Pictures stay out of the copy; set down each line of the listing below exactly.

● **RECORDS FOR THIS TASK**:
----
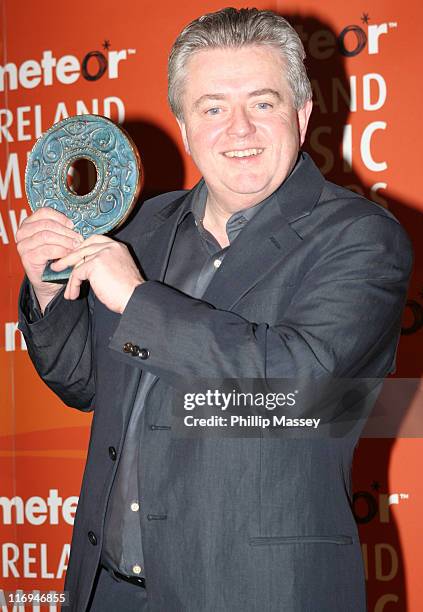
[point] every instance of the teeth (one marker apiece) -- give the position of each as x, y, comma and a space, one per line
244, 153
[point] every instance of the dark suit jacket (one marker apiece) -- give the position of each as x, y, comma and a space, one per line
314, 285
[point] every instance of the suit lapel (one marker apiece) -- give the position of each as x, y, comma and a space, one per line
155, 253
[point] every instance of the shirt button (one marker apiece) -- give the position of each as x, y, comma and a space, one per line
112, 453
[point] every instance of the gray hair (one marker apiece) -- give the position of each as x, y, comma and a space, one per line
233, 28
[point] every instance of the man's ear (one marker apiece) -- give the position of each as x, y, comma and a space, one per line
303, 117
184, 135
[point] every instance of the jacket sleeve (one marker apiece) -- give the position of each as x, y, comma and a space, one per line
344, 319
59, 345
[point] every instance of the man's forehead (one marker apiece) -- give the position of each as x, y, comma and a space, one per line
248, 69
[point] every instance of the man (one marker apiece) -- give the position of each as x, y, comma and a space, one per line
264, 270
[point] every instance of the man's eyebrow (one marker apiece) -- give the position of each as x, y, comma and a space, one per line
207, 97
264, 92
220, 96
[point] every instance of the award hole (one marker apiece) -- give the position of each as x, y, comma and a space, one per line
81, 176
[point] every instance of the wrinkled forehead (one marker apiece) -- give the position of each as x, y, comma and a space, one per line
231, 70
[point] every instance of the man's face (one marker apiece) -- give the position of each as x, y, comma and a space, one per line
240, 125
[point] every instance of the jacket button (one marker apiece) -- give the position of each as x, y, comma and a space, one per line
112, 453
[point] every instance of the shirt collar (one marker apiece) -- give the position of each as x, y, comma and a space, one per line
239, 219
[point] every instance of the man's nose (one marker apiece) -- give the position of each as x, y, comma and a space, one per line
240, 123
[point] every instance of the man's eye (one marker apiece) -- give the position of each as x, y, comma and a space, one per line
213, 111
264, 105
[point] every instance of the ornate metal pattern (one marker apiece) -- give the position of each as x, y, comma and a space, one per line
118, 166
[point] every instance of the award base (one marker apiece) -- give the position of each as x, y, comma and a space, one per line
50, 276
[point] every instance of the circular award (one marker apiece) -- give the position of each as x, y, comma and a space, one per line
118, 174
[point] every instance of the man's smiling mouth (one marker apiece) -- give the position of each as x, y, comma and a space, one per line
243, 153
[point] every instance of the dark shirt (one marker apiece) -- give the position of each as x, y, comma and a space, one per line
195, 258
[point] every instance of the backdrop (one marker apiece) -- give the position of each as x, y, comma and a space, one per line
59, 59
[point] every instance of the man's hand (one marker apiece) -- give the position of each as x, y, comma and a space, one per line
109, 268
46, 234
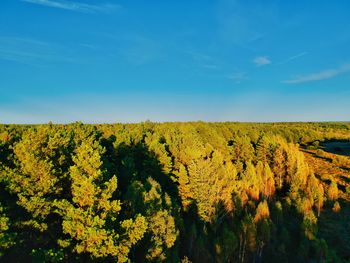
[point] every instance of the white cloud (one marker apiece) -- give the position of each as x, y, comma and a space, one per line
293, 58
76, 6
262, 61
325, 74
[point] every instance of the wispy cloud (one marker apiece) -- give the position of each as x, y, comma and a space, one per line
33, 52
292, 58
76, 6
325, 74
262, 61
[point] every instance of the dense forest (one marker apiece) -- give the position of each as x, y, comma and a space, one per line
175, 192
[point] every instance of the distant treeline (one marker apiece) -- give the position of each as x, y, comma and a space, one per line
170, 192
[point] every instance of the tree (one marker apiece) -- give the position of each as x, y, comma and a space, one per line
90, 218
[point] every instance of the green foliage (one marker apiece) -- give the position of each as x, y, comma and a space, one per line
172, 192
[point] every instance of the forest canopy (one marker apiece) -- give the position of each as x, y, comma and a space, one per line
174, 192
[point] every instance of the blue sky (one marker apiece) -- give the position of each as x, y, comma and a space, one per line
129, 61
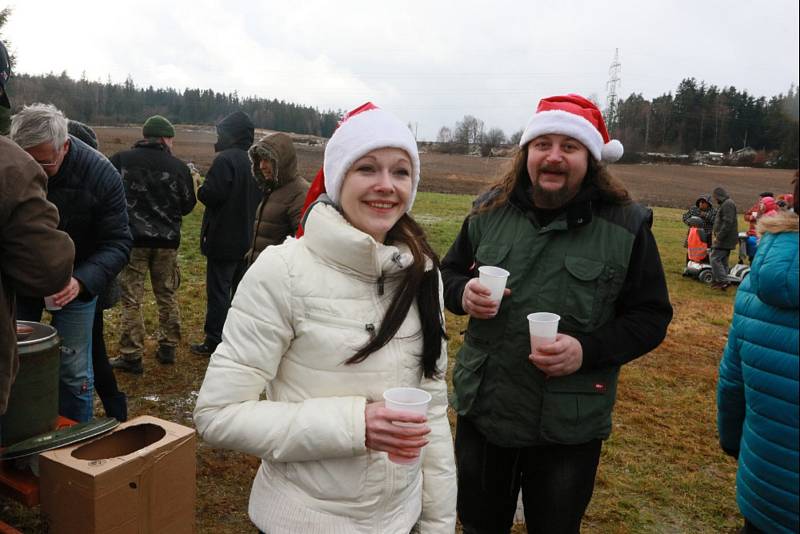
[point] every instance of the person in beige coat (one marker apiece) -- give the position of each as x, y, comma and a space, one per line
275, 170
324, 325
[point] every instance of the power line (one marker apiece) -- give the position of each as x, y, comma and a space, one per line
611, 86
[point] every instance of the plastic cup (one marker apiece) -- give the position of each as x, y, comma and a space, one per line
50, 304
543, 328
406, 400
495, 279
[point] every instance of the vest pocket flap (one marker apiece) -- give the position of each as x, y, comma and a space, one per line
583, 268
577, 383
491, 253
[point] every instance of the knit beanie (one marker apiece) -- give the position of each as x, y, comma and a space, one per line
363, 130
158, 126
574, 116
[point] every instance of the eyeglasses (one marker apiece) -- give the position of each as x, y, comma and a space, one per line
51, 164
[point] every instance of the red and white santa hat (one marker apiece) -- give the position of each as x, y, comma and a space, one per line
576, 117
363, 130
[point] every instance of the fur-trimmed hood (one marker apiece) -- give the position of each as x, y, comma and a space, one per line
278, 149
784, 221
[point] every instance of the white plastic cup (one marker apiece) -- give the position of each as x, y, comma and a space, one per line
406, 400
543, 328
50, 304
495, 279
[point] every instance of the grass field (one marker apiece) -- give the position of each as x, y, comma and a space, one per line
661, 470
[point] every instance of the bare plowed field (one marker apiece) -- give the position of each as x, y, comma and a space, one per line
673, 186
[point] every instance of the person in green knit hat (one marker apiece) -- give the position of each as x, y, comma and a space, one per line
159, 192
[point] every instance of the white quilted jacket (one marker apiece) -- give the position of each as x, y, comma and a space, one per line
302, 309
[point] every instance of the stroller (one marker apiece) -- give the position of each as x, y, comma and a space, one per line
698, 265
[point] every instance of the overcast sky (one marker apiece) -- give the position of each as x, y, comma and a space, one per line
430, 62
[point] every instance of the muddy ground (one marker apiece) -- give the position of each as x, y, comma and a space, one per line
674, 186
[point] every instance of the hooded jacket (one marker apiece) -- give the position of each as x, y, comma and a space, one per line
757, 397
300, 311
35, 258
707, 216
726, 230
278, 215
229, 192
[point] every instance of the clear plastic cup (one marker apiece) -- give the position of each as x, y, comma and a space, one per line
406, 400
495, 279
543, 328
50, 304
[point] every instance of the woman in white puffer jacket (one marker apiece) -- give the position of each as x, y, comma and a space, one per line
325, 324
----
● **RESPONSE BELOW**:
[point] every instance of the teeth (one marker apiece) -- give the position of each as x, y, comma and a space, one per line
244, 153
[point] every instance of the dark suit jacket (one marker apiece) -- give the position of each as x, y, comma and a space, one per line
314, 285
[point] every instance of the suit lapel (one marker apiece) -- give the position of each as x, y, comma and a space, one per line
155, 253
[point] every instance of the shirt button (one marker apiece) -- give the position of each as x, y, comma and a space, one per line
112, 453
[point] every instance of the gray hair (one marker apiece) -- give the position of each as x, y, comma and a space, one per line
233, 28
[point] every instance of the man's ear (one marker apiece) -- give the position of each as x, y, comma and a space, one per line
303, 117
184, 135
[point] every instance of the jacket sleeve (one marker apiece) -- give the position of each as x, y, comma and a space, one per line
344, 319
59, 345
[point] every instance of the man's forehead (one marker apiece) -- give the position of each as x, y, comma and a space, one per line
248, 69
[point] every instance of the man (one marker apiece) -- give the position of each as x, y, comma and a space, one per line
264, 270
[point] every instance of the man's eyebrow (one marker apiece) -- give the position of each as x, y, comma and a space, one per line
207, 97
264, 92
220, 96
[point] every instance of the award hole (one marker apiece) -- give the position of each as x, y, comma and a space, one per line
81, 176
[point] every instance of the wrinkled forehead (one marker apiece) -- give the position of each as x, y, comma and a space, one per line
231, 70
[point] every instance of the man's face (one marker apiece) -- give the position of each as x, y, comma and a space, one per line
240, 125
[point] every instance of the jacket button (one marker apiece) -- give the position of each as x, y, comma and a space, one per line
112, 453
[point] every instance of the shirt collar (one marker apiece) -- give the position of each as x, y, comma and a space, one per line
239, 219
[point] every instance of the man's nose (one marker apiece) -- give the position of each as x, y, comma and a space, one per line
240, 123
[point] every instance of the man's eye (one marker apiece) -- give the position of each as x, y, comma and a space, one per line
213, 111
264, 105
[point] every instance of the ornate metal pattern (one marker apiece) -- give the position of each as x, y, comma and a space, one per line
118, 166
[point] every instance of the award base (one marker apiece) -- give the position of each as x, y, comma and a space, one per line
50, 276
[point] every instance of the circular award (one marker apiece) -- give the position of each as x, y, comma and a space, one per line
118, 174
[point] every instance of the man's smiling mouth (one marker apiece) -- give the position of each as x, y, comma and a space, one per line
243, 153
[point] every instance of the dark shirt (one marker apiece) -- give the position of each as x, y, comma and a space, one per line
195, 258
[point] every instance of the backdrop (one marker apiece) -- give the position of each as x, y, comma and a space, one per line
59, 59
[point] every instance of the man's hand (one marker apiece) -- give the position of each as x, y, comma and a space, one per line
109, 268
46, 234
[point] every instance of the white cloud (one marker apiece) -- give the position of each as x, y, comma and a space, one per line
293, 58
76, 6
262, 61
325, 74
[point] every instance of the wispy cloud (one marker apiece) -- give the position of each as x, y, comma and a space, one per line
33, 52
292, 58
76, 6
325, 74
262, 61
[point] every instance of the dense forest (one marker apiece) -- give the position of each as x, y, comma and a space, one per line
175, 192
[point] every instance of the distant treeline (one marker apiece) -- give the position of each as x, y, comma and a space, one per line
170, 192
[point] every instance of the tree (one marker apiece) -- give the position of each as x, y, comma and a space, one per line
90, 218
[point] every instance of the green foliage (one marker apiece) -- give the position of each as x, y, comma and a space, one per line
172, 192
[point] every instance of the forest canopy (one marker apiece) -- give the position of each as x, y, comma and a space, one per line
174, 192
[point] every instance of the blue sky (one marker apiece) -- give the position of each as x, y, comma and a space, one per line
129, 61
[point] every instance of the person in beige coat (one marker apiece) -- give the position of each as x, y, comma and a space, one per line
275, 170
324, 325
[point] every instance of the power line (one marker apiece) -- give the position of each as x, y, comma and a space, one per line
611, 86
[point] every instance of the plastic cup (one marker apiece) -- give the position of each as x, y, comma and a space, one per line
50, 304
543, 328
406, 400
495, 279
[point] every instance of the vest pocket flap (one marker apiece) -- give the position of each as x, y, comma and a space, one per line
583, 268
577, 383
491, 253
[point] every instance of the knit beanie (one marker apiece) -- give the position of each as x, y, comma and a space, one per line
363, 130
158, 126
574, 116
[point] every instance of the eyeglasses (one marker apiece) -- give the position of each as x, y, comma and a space, one per line
51, 164
[point] every instance of the red and white santa hat (one marker apiece) -- give the position of each as x, y, comma and a space, one per line
576, 117
363, 130
[point] every instance of the fur-trimmed hood (one marker apiece) -- give the position of each as x, y, comma and a space, one per line
278, 149
784, 221
[point] every instance of the white plastic cup (one marker apiece) -- give the position of each as x, y, comma and a space, one per line
406, 400
543, 328
50, 304
495, 279
[point] every instance of the grass field (one marker apiece) -- give the position of each as x, y, comma and a space, one per line
661, 470
[point] every instance of the bare plowed field (one marker apiece) -- give the position of each as x, y, comma and a space, one per line
673, 186
[point] every instance of the person in green knit hat (one marker apiece) -- give the position of each as x, y, comma and a space, one per line
159, 192
[point] every instance of the white quilted jacket (one marker apiece) -- give the position of each as x, y, comma and a space, one per line
302, 309
[point] every instance of the stroller (one marker apiece) -- give the position of each as x, y, comma and a space, one per line
698, 265
[point] every instance of the overcast sky (one marker apiece) -- give the position of each as x, y, comma and a space, one per line
430, 62
[point] every instance of the muddy ground (one marker apiece) -- give the position of each as x, y, comma and a space, one per line
674, 186
[point] every instance of the hooded jacket (one marker apiece) -- give the position of each as x, y, comma and a space, one per line
757, 397
300, 311
35, 258
707, 216
726, 230
278, 215
229, 192
[point] every instance of the clear plastic cup (one marker apiece) -- give the position of each as x, y, comma and a space, one per line
406, 400
495, 279
543, 328
50, 304
[point] every instance of the woman in white puffer jacket (one marker apiece) -- give the position of each as x, y, comma and a space, one per line
325, 324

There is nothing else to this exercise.